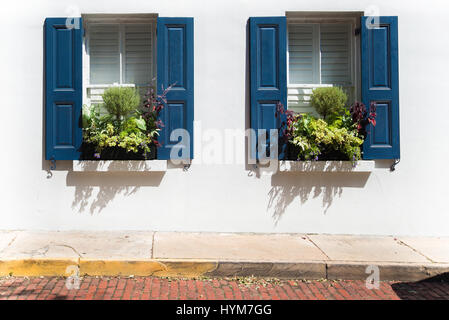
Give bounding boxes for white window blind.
[89,25,120,84]
[288,24,319,84]
[124,24,153,85]
[320,24,351,85]
[86,22,155,104]
[288,23,354,113]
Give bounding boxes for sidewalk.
[0,231,449,281]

### Goal:
Arrange the material above as a two-column CSV with the columns request and answer, one row per request: its text in the first field and its answer in the second, each field quoted, with any line breaks replaced by spaces. Leave out the pictures.

### Exercise output:
request,answer
"Give bounding boxes for white window blind.","[89,25,120,84] [288,24,319,84] [124,24,153,85] [320,24,351,85] [86,22,155,104] [288,23,354,113]"
"Give bounding boxes for sidewalk.","[0,231,449,281]"